--- Start Reading passage ---

I do incline bench with dbs already and cos I'll be doing it twice a week I'll do pullup one session and pulldown the next etc. Just writing the exercises down but will be doing variations on the different days if you know what I mean


----------



## Quackerz (Dec 19, 2015)

I was going to follow Wendler's but due to time constrains and only training Sat/Sun/Mon I'm doing this:

Legs:

20 Rep set of squats

RDL 3X10 ramped

Hanging Leg Raise, Calve superset 3X15-20

Push:

Incline Bench (30 Degree) 3 sets to failure

Dumbbell Shoulder Press 3 sets to failure

Dumbbell Bench 3X10 ramped

Weighted Dips 3X10 ramped

Pull:

Pause Deadlifts - 6X3 (3-4 second pause at top of movement)

Weighted Pullups 3 sets to failure

Farmers Walk 5X60 yards

Fat Bar Curl 3X10 ramped

I also do banded face-pulls at home every other day, the failure sets will all have the last reps of the last set rest paused until I want to shoot myself. Maybe a minute and a half rest between sets maximum.

Obviously what works for one person might not work for another but my point is this, you ever tried high intensity rest paused training? I may not be as advanced as some of the other guys on this board but looking at your logs you always seem to go for volume over intensity. Correct me if I am wrong, but it was just an observation.

Might be a good way of mixing things up to see what happens. I manage to be in and out of the gym in about 40 minutes and I see good results.

--- End Reading passage ---
--- Start Dataset content ---

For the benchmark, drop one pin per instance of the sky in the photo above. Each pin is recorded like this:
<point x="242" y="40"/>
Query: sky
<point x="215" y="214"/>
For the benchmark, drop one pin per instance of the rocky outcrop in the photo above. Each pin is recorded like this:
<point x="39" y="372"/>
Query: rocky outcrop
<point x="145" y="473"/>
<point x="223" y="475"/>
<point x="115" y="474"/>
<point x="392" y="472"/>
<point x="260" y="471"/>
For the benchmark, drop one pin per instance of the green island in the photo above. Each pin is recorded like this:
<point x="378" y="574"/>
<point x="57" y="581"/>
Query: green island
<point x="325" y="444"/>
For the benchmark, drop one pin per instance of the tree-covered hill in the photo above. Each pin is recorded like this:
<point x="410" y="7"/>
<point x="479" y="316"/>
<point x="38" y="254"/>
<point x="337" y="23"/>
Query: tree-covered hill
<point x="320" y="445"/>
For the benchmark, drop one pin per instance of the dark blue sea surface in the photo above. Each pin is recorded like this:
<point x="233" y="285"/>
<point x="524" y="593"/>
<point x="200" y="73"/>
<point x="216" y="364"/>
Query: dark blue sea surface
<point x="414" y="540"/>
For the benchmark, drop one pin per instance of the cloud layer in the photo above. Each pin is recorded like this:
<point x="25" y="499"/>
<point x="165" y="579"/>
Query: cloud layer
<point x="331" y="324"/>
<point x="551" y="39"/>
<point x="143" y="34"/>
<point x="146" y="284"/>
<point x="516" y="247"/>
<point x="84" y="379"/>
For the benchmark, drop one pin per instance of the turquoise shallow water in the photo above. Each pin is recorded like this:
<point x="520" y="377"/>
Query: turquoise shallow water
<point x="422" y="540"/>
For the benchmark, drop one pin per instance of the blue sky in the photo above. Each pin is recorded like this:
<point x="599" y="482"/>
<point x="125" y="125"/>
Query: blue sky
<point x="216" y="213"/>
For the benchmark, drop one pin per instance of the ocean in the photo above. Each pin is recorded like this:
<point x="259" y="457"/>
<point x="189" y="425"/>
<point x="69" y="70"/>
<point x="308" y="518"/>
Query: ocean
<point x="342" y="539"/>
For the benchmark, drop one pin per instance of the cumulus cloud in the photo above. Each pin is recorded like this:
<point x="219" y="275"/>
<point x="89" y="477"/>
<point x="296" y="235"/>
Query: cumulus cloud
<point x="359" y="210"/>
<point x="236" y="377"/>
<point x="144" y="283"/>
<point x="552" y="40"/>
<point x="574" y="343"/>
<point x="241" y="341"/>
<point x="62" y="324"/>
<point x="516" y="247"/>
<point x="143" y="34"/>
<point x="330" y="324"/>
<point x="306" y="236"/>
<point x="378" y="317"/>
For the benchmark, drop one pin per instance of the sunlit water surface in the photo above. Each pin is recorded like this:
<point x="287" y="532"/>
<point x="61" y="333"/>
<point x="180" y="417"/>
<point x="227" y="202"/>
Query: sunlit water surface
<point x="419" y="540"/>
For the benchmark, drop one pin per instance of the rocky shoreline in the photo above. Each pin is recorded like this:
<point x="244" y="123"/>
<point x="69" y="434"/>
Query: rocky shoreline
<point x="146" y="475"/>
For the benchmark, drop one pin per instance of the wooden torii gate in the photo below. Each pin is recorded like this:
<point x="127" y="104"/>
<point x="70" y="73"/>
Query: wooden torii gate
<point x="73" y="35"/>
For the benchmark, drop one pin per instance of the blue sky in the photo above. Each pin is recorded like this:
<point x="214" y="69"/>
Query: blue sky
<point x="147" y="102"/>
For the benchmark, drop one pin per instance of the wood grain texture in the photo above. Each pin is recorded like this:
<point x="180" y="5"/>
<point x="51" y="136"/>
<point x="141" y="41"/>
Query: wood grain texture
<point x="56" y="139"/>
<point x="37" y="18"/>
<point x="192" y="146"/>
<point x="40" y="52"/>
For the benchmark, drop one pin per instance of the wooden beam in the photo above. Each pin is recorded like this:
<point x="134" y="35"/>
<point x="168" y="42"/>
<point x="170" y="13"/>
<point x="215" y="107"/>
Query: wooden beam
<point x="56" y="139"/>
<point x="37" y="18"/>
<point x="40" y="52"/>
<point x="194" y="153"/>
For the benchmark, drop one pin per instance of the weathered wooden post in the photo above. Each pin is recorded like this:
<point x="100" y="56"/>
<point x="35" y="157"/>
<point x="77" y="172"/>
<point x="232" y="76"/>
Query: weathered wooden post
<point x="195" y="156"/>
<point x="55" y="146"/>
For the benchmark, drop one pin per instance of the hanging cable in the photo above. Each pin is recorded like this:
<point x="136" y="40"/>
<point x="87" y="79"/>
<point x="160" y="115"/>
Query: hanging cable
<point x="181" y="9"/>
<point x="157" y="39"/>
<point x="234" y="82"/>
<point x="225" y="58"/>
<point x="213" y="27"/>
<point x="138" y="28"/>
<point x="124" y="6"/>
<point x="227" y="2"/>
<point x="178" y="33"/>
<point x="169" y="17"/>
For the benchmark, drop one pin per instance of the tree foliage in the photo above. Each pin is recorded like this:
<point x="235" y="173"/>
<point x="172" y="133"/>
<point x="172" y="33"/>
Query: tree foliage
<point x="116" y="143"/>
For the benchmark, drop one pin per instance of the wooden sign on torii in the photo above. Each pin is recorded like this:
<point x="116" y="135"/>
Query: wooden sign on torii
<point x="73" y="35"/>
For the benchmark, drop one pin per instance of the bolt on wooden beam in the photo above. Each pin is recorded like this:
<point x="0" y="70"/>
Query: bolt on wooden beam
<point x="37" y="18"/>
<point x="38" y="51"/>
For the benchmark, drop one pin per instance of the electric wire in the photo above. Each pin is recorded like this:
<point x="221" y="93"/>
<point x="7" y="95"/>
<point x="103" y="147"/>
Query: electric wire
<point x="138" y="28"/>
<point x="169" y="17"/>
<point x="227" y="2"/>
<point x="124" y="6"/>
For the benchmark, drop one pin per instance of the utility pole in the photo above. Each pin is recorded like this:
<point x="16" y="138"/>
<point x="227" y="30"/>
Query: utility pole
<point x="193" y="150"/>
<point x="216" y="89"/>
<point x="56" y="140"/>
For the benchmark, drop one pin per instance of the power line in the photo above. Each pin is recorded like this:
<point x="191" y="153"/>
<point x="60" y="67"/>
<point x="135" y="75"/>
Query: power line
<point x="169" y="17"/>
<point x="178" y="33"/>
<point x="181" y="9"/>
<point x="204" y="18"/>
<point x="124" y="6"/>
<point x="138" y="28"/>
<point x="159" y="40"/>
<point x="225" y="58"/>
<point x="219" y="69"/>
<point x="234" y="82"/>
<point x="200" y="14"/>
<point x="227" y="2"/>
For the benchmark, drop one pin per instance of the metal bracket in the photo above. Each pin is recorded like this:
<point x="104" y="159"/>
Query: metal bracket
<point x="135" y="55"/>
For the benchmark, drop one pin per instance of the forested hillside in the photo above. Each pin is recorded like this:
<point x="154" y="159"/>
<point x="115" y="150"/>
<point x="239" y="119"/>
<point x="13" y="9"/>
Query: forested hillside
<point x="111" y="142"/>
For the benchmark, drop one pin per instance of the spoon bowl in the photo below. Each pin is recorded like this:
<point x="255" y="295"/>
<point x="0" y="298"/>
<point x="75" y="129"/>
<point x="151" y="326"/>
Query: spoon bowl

--- End Dataset content ---

_Problems:_
1. According to the forum post, about how long does Quackerz spend in the gym?
2. Please extract the forum post from "Obviously what works" to "see good results.".
You won't need the lines.

_Answers provided:_
1. About 40 minutes.

2.
Obviously what works for one person might not work for another but my point is this, you ever tried high intensity rest paused training? I may not be as advanced as some of the other guys on this board but looking at your logs you always seem to go for volume over intensity. Correct me if I am wrong, but it was just an observation.

Might be a good way of mixing things up to see what happens. I manage to be in and out of the gym in about 40 minutes and I see good results.